◆ **GIVEN REQUEST**:
Transcribe the records in full, keeping every character as it is.

◆ **LISTED RECORDS**:
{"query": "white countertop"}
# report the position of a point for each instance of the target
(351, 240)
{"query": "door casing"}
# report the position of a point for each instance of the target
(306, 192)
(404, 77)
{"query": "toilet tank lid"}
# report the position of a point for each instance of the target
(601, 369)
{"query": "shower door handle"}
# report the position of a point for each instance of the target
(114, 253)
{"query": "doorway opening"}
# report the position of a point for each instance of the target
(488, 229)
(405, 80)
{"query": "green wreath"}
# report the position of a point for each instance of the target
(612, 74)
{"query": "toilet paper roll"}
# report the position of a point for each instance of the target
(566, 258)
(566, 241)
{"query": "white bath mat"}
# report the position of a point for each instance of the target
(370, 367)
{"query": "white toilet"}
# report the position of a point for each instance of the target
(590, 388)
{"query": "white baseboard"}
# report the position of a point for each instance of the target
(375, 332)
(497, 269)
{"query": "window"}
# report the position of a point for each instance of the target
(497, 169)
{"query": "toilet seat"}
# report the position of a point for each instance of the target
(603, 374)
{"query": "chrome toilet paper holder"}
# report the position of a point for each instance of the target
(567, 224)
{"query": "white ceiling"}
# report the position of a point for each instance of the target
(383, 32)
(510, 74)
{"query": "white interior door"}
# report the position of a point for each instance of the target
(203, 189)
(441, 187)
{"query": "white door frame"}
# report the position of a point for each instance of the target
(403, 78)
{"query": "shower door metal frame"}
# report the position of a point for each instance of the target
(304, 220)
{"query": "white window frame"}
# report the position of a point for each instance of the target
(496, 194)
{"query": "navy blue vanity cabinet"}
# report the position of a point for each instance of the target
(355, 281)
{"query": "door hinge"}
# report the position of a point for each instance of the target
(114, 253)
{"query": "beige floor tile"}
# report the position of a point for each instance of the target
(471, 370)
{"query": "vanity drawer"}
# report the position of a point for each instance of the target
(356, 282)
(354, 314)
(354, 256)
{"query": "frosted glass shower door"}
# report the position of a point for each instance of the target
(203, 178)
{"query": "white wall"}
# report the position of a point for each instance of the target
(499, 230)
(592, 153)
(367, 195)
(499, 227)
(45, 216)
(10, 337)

◆ **ANSWER FOR THE TASK**:
{"query": "white countertop"}
# report the position of a point for each instance of the target
(351, 240)
{"query": "door casing"}
# report the position of a point for each instance of the target
(306, 192)
(404, 77)
{"query": "toilet tank lid"}
# report the position of a point for each instance of the target
(601, 369)
{"query": "shower door handle"}
# report the position of a point for each instance of the target
(114, 253)
{"query": "doorway opening"}
# report the position of a point for each instance of the target
(488, 229)
(405, 80)
{"query": "green wreath"}
# report the position of a point for each instance of the target
(612, 74)
{"query": "toilet paper roll"}
# report the position of a point for each instance of the target
(566, 258)
(566, 241)
{"query": "white bath mat"}
# report the position of a point for each instance of the target
(370, 367)
{"query": "white toilet"}
# report the position of a point for each instance of the target
(590, 388)
{"query": "white baseboard"}
# report the position of a point for each instance of the target
(375, 332)
(497, 269)
{"query": "window"}
# report the position of a point for each instance of the target
(497, 169)
{"query": "toilet seat"}
# report the position of a point for each instance of the target
(603, 374)
{"query": "chrome toilet paper holder"}
# report the position of a point for each instance of the target
(567, 224)
{"query": "white ceiling"}
# report the position of a point for each instance of the target
(383, 32)
(510, 74)
{"query": "white interior door"}
# report the position of a point for each instance of the target
(203, 189)
(441, 187)
{"query": "white door frame"}
# report the position of a point for each instance of the target
(403, 78)
{"query": "shower door metal frame"}
# report the position of a point for each instance of the target
(304, 220)
{"query": "white window frame"}
# report the position of a point for each instance of the target
(496, 194)
{"query": "navy blue vanity cabinet"}
# report the position of a point for each instance of the target
(355, 281)
{"query": "door hinge"}
# report the position of a point for each instance of the target
(114, 253)
{"query": "beige floor tile"}
# report the position of a point for each instance of the target
(471, 370)
{"query": "vanity drawer"}
# report the position of a point for each instance of the target
(356, 282)
(354, 314)
(354, 256)
{"query": "frosted glass shower door"}
# report the position of a point for each instance of the target
(203, 178)
{"query": "white wall"}
# report the position of a point for each instance of the target
(499, 230)
(592, 153)
(367, 195)
(499, 227)
(45, 216)
(10, 337)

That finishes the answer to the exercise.